**TASK REQUIREMENTS:**
a: In the shop-tool thread below, list the Jet tools that Burl Source says they have.
b: According to Nmko in the shop-tool thread below, what is the machine that was added to the shop?

**QUOTED TEXT:**
[start]
# Super excited that I added this to the shop!



## stereo.pete (Jan 12, 2014)

Bought this through a co-worker of mine who has used it twice, and picked it up for an absolute steal!


----------



## Dream Burls (Jan 12, 2014)

Sweet! Congrats.


----------



## icanhaschzbrgr (Jan 12, 2014)

Nice one Pete! 
I'm dreaming of getting one day a similar machine with 3-axis precision tilting vise.


----------



## NO ChoP! (Jan 12, 2014)

Damn fine machine, sir!

I'm more excited by shop toys than knives these days.


----------



## Burl Source (Jan 12, 2014)

I like Jet tools.
For the price they are good tools.
We have Jet bandsaws, drum sander, belt disc combo and an edge sander.


----------



## apicius9 (Jan 12, 2014)

Very nice, even better if you got a good deal on it. My drill press and belt/disc sander are Jet also. Very reliable on the hobbyist level so far. 

Stefan


----------



## Chef Andy (Jan 12, 2014)

Looks awesome! Excuse my ignorance, but what exactly is that?


----------



## Nmko (Jan 12, 2014)

Chef Andy said:


> Looks awesome! Excuse my ignorance, but what exactly is that?



a standing drill press.

edit: nice one pete!


----------



## Mrmnms (Jan 12, 2014)

3 months ago, I bought I a cheap used drill press to replace my old one that was shot. The replacement is garbage. Should have gone with a Jet.
[end]
**RECORD EXTRACTS:**
[start]
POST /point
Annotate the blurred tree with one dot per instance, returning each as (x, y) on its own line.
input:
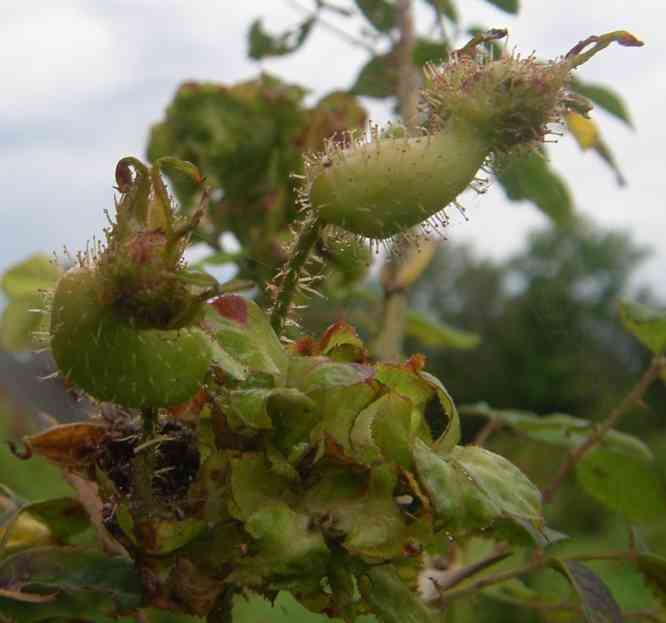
(548, 318)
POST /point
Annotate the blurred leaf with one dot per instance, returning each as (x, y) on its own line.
(625, 483)
(599, 605)
(392, 600)
(588, 136)
(620, 472)
(19, 322)
(380, 13)
(653, 570)
(252, 608)
(585, 130)
(510, 6)
(446, 7)
(437, 335)
(36, 273)
(473, 489)
(84, 584)
(647, 324)
(604, 97)
(532, 179)
(244, 332)
(263, 44)
(64, 518)
(377, 78)
(429, 51)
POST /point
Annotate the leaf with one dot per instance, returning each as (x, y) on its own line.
(653, 570)
(85, 584)
(64, 518)
(70, 446)
(288, 544)
(429, 51)
(532, 179)
(19, 322)
(620, 472)
(647, 324)
(446, 7)
(252, 608)
(360, 510)
(31, 276)
(626, 483)
(585, 130)
(603, 97)
(599, 605)
(473, 489)
(588, 136)
(435, 334)
(377, 78)
(380, 13)
(244, 332)
(510, 6)
(263, 44)
(392, 600)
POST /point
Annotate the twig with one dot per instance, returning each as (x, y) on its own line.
(489, 428)
(633, 397)
(338, 32)
(535, 565)
(388, 345)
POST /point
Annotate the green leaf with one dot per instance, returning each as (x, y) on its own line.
(82, 583)
(254, 485)
(653, 570)
(252, 608)
(473, 489)
(429, 51)
(380, 13)
(263, 44)
(392, 600)
(34, 274)
(619, 472)
(287, 545)
(605, 98)
(377, 78)
(647, 324)
(438, 335)
(244, 332)
(64, 517)
(627, 483)
(361, 509)
(510, 6)
(599, 605)
(531, 178)
(446, 7)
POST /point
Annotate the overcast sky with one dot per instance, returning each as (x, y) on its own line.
(83, 80)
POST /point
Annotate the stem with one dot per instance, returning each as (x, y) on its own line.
(633, 397)
(143, 505)
(291, 273)
(388, 345)
(534, 565)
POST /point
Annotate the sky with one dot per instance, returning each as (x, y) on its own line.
(83, 80)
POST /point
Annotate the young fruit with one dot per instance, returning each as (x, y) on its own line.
(480, 111)
(98, 350)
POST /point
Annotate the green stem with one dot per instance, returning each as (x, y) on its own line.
(291, 273)
(143, 467)
(534, 565)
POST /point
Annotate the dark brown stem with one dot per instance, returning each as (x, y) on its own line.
(632, 398)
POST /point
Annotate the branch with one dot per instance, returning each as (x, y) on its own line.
(632, 398)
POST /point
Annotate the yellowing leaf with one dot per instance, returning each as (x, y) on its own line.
(584, 130)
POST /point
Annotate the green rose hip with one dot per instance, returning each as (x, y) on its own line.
(98, 351)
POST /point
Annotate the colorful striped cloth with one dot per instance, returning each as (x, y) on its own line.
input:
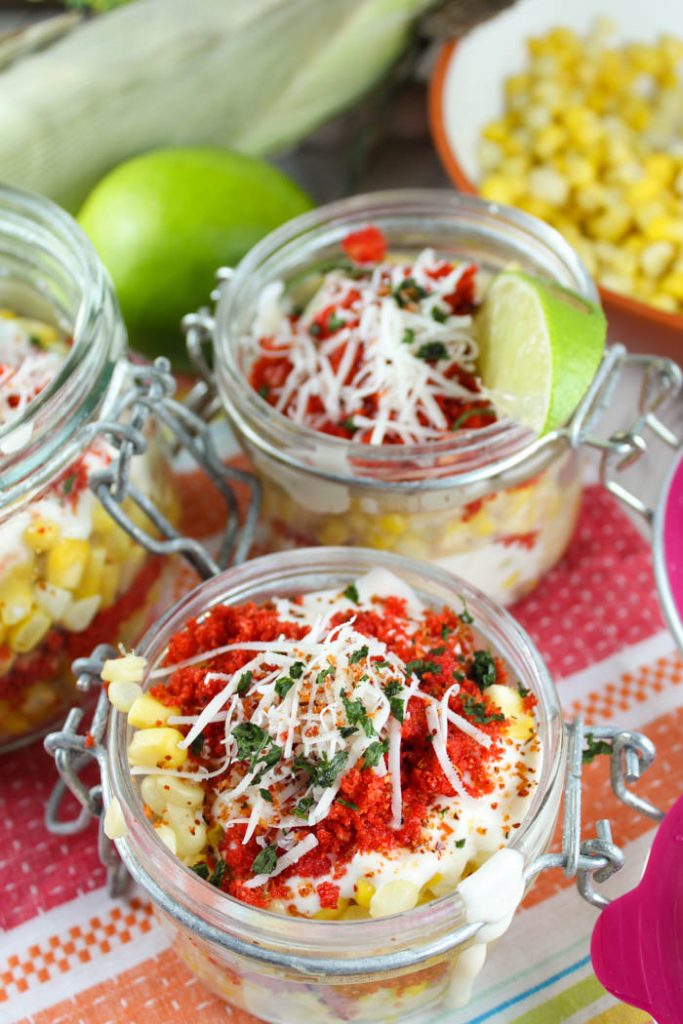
(73, 955)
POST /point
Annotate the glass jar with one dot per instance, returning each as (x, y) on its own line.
(491, 505)
(285, 969)
(70, 577)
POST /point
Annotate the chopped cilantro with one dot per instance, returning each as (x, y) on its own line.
(432, 351)
(594, 748)
(264, 862)
(347, 803)
(197, 744)
(482, 669)
(302, 808)
(324, 772)
(476, 710)
(420, 667)
(409, 291)
(357, 715)
(371, 757)
(469, 414)
(245, 682)
(283, 686)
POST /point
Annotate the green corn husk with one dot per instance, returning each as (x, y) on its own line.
(252, 75)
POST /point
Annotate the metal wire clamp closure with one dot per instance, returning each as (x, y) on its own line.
(662, 381)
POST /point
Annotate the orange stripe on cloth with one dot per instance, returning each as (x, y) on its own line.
(58, 954)
(631, 688)
(160, 990)
(662, 784)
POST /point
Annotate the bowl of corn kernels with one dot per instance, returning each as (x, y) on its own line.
(574, 114)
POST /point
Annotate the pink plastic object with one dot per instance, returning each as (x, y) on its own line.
(637, 945)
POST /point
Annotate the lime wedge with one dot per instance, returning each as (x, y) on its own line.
(540, 347)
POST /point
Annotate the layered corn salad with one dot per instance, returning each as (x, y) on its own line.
(70, 577)
(335, 756)
(382, 351)
(590, 141)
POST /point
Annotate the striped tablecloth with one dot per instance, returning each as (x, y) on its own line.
(70, 954)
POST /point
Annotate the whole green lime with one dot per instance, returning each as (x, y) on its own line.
(165, 221)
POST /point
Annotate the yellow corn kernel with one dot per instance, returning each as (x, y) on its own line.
(115, 824)
(610, 224)
(128, 669)
(665, 228)
(109, 585)
(30, 632)
(365, 891)
(67, 561)
(92, 574)
(189, 830)
(146, 712)
(672, 285)
(15, 598)
(501, 188)
(157, 748)
(168, 838)
(393, 897)
(41, 535)
(520, 723)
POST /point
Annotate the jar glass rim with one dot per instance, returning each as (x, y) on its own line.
(265, 427)
(198, 903)
(48, 427)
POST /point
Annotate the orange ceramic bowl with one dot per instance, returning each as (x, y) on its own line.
(466, 92)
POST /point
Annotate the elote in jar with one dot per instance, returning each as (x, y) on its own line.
(312, 761)
(70, 577)
(347, 360)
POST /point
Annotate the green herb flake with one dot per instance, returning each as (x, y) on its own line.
(482, 669)
(375, 752)
(302, 808)
(421, 667)
(476, 710)
(347, 803)
(265, 861)
(245, 682)
(594, 748)
(283, 686)
(432, 351)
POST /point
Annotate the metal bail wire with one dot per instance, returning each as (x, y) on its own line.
(596, 859)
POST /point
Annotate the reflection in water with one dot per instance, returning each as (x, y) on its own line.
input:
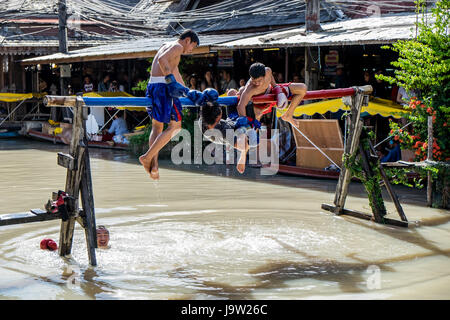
[end]
**ANSWERS TO THE TASKS:**
a: Jet bandsaws, drum sander, belt disc combo, edge sander

b: A standing drill press.